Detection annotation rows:

--------------------------------------------------

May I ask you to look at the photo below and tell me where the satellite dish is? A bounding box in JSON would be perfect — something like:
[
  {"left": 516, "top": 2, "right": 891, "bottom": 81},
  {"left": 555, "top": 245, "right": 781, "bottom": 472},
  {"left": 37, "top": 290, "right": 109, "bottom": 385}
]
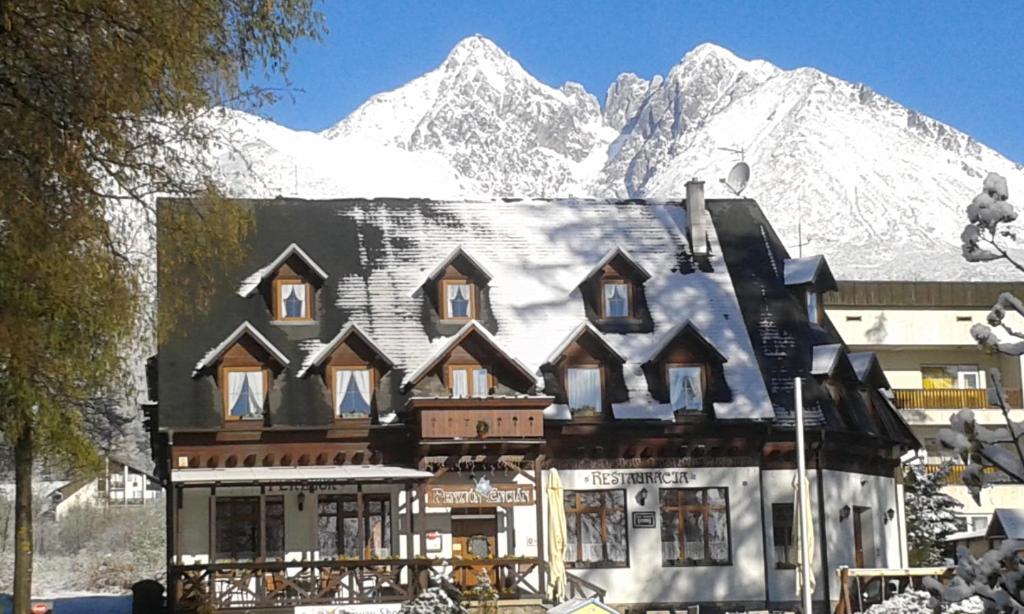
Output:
[{"left": 721, "top": 162, "right": 751, "bottom": 196}]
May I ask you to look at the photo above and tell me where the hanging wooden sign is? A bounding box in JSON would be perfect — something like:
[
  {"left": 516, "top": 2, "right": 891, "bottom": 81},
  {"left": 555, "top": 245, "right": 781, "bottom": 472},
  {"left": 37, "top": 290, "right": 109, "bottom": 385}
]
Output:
[{"left": 427, "top": 484, "right": 535, "bottom": 508}]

--------------------------------------------------

Write out every one of the rows above word for word, leaving out the pictures.

**ANSWER IN FULL**
May I ask you to look at the photo below and tell me where the satellite dish is? A bounding box in JSON would be perfect — something like:
[
  {"left": 516, "top": 2, "right": 891, "bottom": 81},
  {"left": 555, "top": 245, "right": 781, "bottom": 472},
  {"left": 37, "top": 290, "right": 109, "bottom": 385}
]
Output:
[{"left": 721, "top": 162, "right": 751, "bottom": 196}]
May I ask you to look at the photo above and tell me where the hanging wooden sign is? A bounding box in JSON would be perfect — something like:
[
  {"left": 516, "top": 2, "right": 891, "bottom": 81},
  {"left": 555, "top": 245, "right": 781, "bottom": 472},
  {"left": 37, "top": 290, "right": 109, "bottom": 385}
]
Output:
[{"left": 427, "top": 484, "right": 535, "bottom": 508}]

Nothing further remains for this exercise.